__Text block__:
[Start]

If you don’t do this, you end up with one angle warm, one angle green, one angle flickering, and the edit looks like it was filmed on three different planets.

Quick win: do a 20-second test recording, then look at the shots side-by-side before you record the full episode.

2) Environment: you don’t need a studio, you need control

Yes — a proper podcast studio makes life easy. But you can turn almost any space into a believable set if you follow a few rules.


What matters most

  • Sound control (echo kills podcasts)
  • Space for cameras (multi-camera needs distance)
  • Background choice (what’s behind the hosts becomes your “brand”)


How to “studio-ise” a normal room quickly

  • Avoid bare walls and big empty spaces (they make echo)
  • Add soft things: rugs, curtains, soft furniture, acoustic panels if you have them
  • Turn off anything noisy: air con, fridges, buzzing lights
  • Put the table far enough from walls so you can light and frame cleanly


Quick rule: a quiet, controllable space beats a cool-looking space.

3) Framing: film for the edit and for vertical clips

For podcasts, the edit is where the magic happens. Your framing should make editing easy and clipping effortless.


Minimum camera setup (works)

  • 2 cameras: one wide + one close-up angle you can cut to


Ideal setup (so much easier)

  • 3 cameras:
    • 1 wide master shot
    • 1 close-up on Host A
    • 1 close-up on Host B


Premium/“broadcast” setup

  • 4 cameras: the three above + a roaming or punch-in camera for dynamic cutaways


Frame with socials in mind

Short vertical clips are what drive discovery. So:

  • Frame a bit wider than you think
  • Leave space above heads for captions
  • Keep faces large enough to read emotion

If you’re planning heavy short-form distribution, it’s worth filming with vertical crops in mind from the start rather than trying to “save it in post”.

[End]

__Provided material__:
[Start]

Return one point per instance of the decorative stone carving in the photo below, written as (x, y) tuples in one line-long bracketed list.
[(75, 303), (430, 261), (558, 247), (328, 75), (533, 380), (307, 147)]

[End]

__Set task 1__: Rewrite the podcast production guide from "If you don’t" up to and including "(multi-camera needs distance)", changing "echo" to "reverb".
__Set task 2__: Carry on the podcast production guide from its final sentence.
The material plays no part here.

__Exercise result 1__:
If you don’t do this, you end up with one angle warm, one angle green, one angle flickering, and the edit looks like it was filmed on three different planets.

Quick win: do a 20-second test recording, then look at the shots side-by-side before you record the full episode.

2) Environment: you don’t need a studio, you need control

Yes — a proper podcast studio makes life easy. But you can turn almost any space into a believable set if you follow a few rules.


What matters most

  • Sound control (reverb kills podcasts)
  • Space for cameras (multi-camera needs distance)

__Exercise result 2__:
4) Lighting: the difference between “Zoom call” and “studio show”

Lighting is the quickest way to upgrade your podcast visually.

A simple, reliable podcast lighting plan:


Key light on each presenter

  • Soft, diffused light aimed at the face
  • Avoid harsh shadows (softboxes and diffusion help massively)


Background lighting for depth and branding

  • A practical lamp, LED tube, or subtle coloured accent makes the set feel intentional
  • LED signs can work well if they’re not overpowering or flickering on camera


Watch-outs

  • Don’t create shadows that cut across faces
  • Don’t light the background brighter than the hosts
  • Try not to mix colour temperatures (warm lamp + cool LED panel can look messy)


Quick rule: light the people first. Then make the background look like a brand choice, not an accident.

5) Sound: choose your approach — hide it, shrink it, or show it

Podcast sound is everything. You’ve got three common approaches, and each suits different formats:


Option A: Show it (traditional podcast mics on arms)

  • The familiar “proper podcast” look
  • Usually gives the cleanest sound in imperfect spaces
  • Great when the environment is a bit noisy or echoey


Option B: Hide it (lavalier mics)

  • Cleaner visuals, less “gear on show”
  • Great for more cinematic, documentary-style podcasts
  • Works well if your room is already sound-controlled


Option C: Shrink it (small on-person wireless / discreet mics)

  • Useful for movement, demo-style podcasts, or more casual formats
  • Still needs correct placement and monitoring


Basic rule: whatever you choose, monitor audio on headphones and record a backup. A backup recording has saved more podcasts than fancy cameras ever have.

6) The simple podcast checklist (screenshot this)

Before you hit record:


  1. Cameras match: frame rate, exposure locked, white balance set
  2. Focus locked (no hunting)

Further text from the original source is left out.